## Task instructions
Copy the records exactly, from the start through the line that contains "rough mask: <svg".

## Dataset
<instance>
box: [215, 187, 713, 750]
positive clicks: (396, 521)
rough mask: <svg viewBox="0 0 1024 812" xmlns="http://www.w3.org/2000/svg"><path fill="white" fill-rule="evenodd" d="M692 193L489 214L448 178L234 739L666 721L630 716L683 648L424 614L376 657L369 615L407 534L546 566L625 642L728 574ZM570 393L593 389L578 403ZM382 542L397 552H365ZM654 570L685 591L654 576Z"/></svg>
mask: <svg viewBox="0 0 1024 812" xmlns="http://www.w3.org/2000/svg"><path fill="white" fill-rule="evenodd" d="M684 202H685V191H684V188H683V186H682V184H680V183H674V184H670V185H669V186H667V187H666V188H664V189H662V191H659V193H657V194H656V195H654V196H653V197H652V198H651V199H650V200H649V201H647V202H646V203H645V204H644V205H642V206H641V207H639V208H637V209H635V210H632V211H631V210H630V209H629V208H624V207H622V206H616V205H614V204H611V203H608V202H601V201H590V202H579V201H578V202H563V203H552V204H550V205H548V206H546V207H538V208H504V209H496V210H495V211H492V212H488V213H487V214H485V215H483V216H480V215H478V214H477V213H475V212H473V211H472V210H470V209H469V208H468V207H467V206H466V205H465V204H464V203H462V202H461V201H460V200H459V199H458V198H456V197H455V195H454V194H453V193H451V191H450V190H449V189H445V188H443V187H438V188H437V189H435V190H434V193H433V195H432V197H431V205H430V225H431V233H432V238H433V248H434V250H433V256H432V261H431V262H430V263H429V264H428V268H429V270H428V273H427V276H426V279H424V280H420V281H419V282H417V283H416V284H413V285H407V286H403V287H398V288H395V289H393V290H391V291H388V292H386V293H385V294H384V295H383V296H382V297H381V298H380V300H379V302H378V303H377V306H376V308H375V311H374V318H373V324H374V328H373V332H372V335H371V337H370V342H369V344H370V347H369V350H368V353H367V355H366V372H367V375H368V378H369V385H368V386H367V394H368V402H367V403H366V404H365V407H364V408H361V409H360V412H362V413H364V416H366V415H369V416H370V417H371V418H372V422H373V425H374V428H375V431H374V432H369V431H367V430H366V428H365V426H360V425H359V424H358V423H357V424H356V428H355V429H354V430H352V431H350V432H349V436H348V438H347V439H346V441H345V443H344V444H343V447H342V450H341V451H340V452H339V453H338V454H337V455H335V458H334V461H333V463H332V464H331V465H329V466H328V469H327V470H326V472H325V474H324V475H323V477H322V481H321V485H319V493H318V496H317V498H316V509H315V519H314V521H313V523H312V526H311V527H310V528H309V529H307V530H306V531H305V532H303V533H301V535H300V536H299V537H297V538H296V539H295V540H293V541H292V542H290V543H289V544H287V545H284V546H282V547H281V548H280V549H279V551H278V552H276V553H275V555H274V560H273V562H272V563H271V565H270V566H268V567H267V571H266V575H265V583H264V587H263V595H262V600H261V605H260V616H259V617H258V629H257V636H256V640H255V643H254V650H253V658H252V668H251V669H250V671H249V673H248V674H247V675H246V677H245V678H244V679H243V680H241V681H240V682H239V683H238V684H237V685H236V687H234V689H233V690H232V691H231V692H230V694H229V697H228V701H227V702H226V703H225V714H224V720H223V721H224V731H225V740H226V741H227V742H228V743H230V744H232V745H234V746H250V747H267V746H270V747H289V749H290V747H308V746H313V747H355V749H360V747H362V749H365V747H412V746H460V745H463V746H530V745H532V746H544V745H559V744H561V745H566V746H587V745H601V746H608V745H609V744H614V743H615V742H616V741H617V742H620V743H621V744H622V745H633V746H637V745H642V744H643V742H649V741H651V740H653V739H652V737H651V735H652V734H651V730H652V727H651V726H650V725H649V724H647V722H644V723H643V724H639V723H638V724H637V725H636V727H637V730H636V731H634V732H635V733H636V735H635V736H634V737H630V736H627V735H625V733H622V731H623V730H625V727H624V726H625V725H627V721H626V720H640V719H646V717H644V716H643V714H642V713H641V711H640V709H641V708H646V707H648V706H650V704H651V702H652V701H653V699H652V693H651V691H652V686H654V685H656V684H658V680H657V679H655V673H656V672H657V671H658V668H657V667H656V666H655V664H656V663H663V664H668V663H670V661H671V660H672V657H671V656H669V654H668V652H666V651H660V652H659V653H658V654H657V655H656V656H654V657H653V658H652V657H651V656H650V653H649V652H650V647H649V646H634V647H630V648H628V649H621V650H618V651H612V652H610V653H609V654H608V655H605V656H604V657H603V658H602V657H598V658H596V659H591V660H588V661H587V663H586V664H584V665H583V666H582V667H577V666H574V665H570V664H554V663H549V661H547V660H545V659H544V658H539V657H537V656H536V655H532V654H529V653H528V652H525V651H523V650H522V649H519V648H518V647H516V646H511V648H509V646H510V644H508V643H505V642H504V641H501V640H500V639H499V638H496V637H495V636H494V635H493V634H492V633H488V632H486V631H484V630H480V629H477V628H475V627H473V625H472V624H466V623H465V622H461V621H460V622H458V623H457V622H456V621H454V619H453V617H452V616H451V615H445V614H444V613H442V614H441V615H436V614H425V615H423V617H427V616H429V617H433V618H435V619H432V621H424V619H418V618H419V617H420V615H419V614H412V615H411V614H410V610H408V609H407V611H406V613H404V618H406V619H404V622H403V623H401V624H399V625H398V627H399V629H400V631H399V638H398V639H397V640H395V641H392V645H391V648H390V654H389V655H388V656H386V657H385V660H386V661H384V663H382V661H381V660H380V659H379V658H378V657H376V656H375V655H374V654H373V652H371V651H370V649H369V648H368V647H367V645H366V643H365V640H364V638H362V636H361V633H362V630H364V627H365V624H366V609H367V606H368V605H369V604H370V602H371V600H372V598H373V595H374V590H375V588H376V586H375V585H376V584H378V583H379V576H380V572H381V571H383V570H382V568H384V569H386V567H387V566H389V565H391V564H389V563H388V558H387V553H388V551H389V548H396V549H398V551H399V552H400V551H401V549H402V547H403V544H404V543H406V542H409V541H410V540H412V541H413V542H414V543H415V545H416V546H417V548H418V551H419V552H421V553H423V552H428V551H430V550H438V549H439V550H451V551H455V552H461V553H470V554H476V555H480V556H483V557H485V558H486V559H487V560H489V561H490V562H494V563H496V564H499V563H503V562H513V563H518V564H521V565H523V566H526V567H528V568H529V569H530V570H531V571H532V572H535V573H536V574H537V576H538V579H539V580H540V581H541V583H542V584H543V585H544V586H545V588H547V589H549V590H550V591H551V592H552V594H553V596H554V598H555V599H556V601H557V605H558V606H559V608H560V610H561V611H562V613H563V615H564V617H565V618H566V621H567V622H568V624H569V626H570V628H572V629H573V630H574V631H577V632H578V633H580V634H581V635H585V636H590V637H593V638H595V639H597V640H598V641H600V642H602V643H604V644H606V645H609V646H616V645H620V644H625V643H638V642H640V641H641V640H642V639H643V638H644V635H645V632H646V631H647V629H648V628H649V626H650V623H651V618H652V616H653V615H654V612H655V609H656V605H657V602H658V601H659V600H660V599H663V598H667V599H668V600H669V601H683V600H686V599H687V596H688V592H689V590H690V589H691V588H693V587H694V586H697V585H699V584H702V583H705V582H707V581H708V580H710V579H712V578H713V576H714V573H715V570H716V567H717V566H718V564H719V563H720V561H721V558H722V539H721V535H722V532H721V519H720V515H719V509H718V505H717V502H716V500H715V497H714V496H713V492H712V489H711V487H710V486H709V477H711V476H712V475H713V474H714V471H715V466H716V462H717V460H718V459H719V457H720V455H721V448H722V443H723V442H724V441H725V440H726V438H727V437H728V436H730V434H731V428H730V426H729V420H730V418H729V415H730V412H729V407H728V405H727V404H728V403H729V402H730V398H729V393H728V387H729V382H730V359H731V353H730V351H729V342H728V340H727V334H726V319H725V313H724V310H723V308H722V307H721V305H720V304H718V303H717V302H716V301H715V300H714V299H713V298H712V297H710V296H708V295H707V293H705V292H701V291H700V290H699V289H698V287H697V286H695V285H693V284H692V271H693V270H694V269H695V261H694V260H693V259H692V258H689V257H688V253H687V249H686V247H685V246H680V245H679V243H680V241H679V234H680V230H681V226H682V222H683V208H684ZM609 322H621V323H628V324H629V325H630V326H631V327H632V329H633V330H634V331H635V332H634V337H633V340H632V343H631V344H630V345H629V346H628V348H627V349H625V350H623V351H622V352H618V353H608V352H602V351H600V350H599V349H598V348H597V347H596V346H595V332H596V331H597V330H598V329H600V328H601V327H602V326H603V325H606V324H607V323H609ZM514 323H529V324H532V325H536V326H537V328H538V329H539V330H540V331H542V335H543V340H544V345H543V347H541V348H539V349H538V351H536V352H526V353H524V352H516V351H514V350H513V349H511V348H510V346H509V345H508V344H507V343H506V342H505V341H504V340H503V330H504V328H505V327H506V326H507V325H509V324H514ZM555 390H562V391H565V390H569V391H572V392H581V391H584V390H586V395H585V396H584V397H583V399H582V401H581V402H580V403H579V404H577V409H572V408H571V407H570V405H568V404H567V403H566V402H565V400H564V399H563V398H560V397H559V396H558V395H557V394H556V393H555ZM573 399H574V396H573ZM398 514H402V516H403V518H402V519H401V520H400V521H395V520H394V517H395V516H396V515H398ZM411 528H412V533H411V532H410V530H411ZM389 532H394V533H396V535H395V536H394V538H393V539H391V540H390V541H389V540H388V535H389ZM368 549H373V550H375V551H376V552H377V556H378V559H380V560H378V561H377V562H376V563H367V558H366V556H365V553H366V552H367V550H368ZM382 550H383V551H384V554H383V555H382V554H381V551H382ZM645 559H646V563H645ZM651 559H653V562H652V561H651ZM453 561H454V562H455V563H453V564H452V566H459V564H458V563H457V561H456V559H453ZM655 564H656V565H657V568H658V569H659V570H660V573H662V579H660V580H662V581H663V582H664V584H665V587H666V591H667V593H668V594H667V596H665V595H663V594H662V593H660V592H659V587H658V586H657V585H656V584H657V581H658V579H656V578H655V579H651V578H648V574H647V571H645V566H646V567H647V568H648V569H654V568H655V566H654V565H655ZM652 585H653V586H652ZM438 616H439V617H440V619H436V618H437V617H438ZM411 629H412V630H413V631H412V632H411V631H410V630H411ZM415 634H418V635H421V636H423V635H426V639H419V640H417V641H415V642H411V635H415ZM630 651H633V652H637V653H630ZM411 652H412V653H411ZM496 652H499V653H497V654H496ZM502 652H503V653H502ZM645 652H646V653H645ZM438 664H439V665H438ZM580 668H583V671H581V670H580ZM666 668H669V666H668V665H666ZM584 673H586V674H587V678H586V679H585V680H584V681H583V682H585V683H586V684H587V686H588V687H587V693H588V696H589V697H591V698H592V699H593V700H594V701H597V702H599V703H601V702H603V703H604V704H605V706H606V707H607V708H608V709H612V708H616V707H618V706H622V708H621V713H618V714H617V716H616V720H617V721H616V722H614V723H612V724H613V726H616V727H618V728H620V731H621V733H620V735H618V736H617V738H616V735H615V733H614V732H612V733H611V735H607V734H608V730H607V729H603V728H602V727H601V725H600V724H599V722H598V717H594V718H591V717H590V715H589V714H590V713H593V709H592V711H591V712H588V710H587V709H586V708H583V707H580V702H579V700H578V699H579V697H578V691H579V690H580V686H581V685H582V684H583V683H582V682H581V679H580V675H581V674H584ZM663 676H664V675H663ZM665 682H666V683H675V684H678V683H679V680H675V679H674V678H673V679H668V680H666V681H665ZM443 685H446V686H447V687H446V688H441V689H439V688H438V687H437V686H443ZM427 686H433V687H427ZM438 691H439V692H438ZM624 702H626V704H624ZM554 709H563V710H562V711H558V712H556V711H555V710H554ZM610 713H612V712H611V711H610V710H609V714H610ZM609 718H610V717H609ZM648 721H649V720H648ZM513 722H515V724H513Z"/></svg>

## Answer to this exercise
<instance>
box: [215, 187, 713, 750]
positive clicks: (396, 521)
rough mask: <svg viewBox="0 0 1024 812" xmlns="http://www.w3.org/2000/svg"><path fill="white" fill-rule="evenodd" d="M692 193L489 214L448 178L234 739L666 721L630 716L683 648L424 614L376 657L369 615L407 534L546 566L625 642L728 574ZM570 393L593 389L578 403ZM382 542L397 552H365ZM654 570L685 591L654 576Z"/></svg>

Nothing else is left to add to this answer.